→ Exercise prompt:
Continue the Texas appeals court opinion in Myers v. Keegan from where it stops.

→ Text provided:
++++++++++++++++++++

Case Style: Derrick M. Myers v. Kathy Keegan

Case Number: 09-11-00169-CV

Judge: Hollis Horton

Court: Texas Court of Appeals, Ninth District on appeal from the 172nd District Court, Jefferson County

Plaintiff's Attorney: Giles Kibbe and Paul Simon for Kathy Keegan

Defendant's Attorney: Erin E. Lunceford and Joel Randal Sprott for Dr. Derrick M. Myers

Description: This interlocutory appeal concerns the adequacy of an expert report under standards that apply to health care liability claims. See Tex. Civ. Prac. & Rem. Code Ann. § 51.014(a)(10) (West 2008); § 74.351 (West 2011). Dr. Derrick Myers requested that the trial court dismiss the health care liability claim filed against him by Kathy Keegan, individually and as independent executrix of the estate of David Barrow. Because the trial court did not abuse its discretion in granting Keegan’s request for an extension to serve supplemental reports, we conclude the trial court did not err in denying Dr. Myers’s motion to dismiss.

Background

The day after David Barrow had a cardiac catheterization, the hospital discharged him. Two days later, based on his symptoms, he went to the emergency room where he was seen by Dr. Myers. After seeing Barrow, Dr. Myers contacted a cardiologist, who agreed to see Barrow at another hospital. Barrow died the morning after being transferred to the other hospital.

++++++++++++++++++++

→ Extracted information:

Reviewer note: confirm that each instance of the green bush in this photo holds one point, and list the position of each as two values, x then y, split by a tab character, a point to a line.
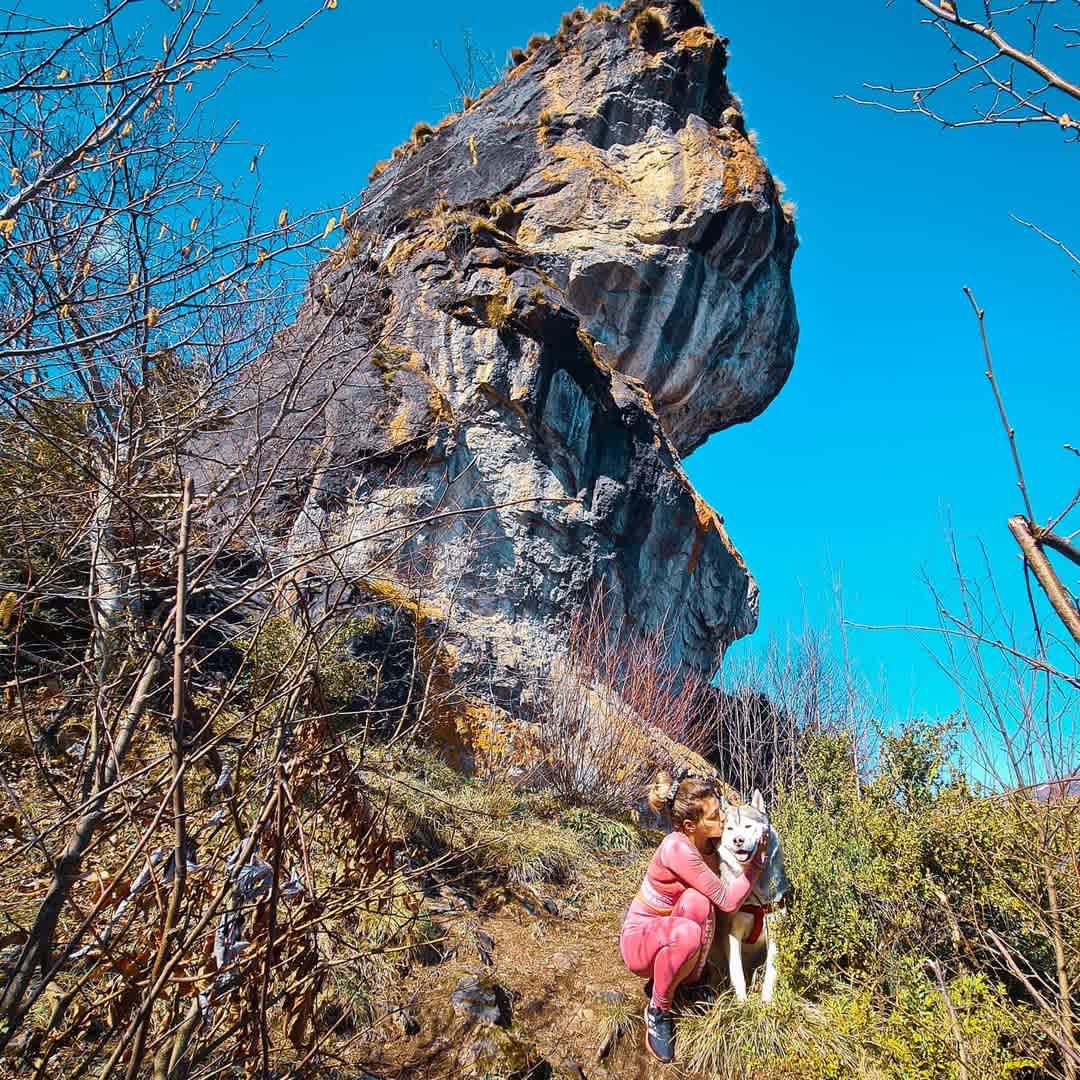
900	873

++++++++++++++++++++

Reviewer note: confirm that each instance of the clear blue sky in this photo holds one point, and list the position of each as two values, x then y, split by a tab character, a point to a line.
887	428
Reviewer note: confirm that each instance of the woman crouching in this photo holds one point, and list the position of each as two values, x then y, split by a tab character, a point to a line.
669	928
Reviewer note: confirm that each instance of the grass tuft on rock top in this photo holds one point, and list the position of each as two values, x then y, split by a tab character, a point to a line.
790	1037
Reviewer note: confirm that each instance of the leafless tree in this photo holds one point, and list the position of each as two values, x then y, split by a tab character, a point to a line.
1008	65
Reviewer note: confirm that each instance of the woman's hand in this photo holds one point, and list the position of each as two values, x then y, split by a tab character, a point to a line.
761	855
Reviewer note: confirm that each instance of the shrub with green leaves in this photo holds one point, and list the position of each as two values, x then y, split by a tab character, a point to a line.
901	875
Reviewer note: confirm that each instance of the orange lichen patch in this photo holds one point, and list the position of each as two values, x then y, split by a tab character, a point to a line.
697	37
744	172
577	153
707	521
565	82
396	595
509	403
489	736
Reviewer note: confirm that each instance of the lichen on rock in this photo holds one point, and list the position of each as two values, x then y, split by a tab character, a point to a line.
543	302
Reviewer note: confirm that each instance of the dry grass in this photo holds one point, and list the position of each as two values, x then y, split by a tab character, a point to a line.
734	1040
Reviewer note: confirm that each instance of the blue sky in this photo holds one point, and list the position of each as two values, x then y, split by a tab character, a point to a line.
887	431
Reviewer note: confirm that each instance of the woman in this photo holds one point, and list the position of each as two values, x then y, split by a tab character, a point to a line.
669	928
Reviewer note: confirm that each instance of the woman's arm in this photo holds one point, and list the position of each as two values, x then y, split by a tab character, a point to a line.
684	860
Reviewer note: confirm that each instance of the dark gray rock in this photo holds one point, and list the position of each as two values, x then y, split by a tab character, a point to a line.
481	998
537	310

++++++++++++++++++++

→ Task answer:
According to the initial report submitted by the plaintiff’s expert, Dr. Frank Meissner, Barrow was in a state of circulatory shock when he was seen by Dr. Myers at the emergency room. When transferred to the other hospital, according to Dr. Meissner’s report, Barrow was in “an advanced hemorrhagic shock state[.]” Dr. Meissner’s report identifies several standards of care that Dr. Meyers breached, and Dr. Meissner then concludes that “Barrow died of the direct consequences of the misdiagnosis of his shock state as septic rather than hemorrhagic shock.”

Keegan served Dr. Myers with Dr. Meissner’s report in a timely manner. See Tex. Civ. Prac. & Rem. Code Ann. § 74.351(a) (requiring claimant to serve expert report not later than the 120th day after the date the claim was filed). Dr. Myers objected to Dr. Meissner’s qualifications, and he objected, on several grounds, that Dr. Meissner’s report failed to meet the standards required of expert reports under the Texas Civil Practice and Remedies Code. See Tex. Civ. Prac. & Rem. Code Ann. § 74.351, § 74.401 (West 2011). When the trial court granted Dr. Myers’s motion to dismiss, Keegan filed a motion for rehearing and reconsideration. Keegan’s motion to reconsider argues that she made a good faith effort to comply with the requirements of the Texas Civil Practice and Remedies Code, and she requested that the trial court allow her a thirty-day period to cure any deficiencies. The trial court granted Keegan’s motion, gave her a thirty-day extension, and rescinded its order granting Dr. Myers’s motion to dismiss. In its order, the trial court specified that Keegan had “made an objective good faith effort to comply with the statutory requirements of Chapter 74.” Within the additional period given Keegan to comply with the requirements of Chapter 74, Keegan served Dr. Myers with a report authored by Dr. Harold Gaskill and a report authored by Dr. Richard Bradley.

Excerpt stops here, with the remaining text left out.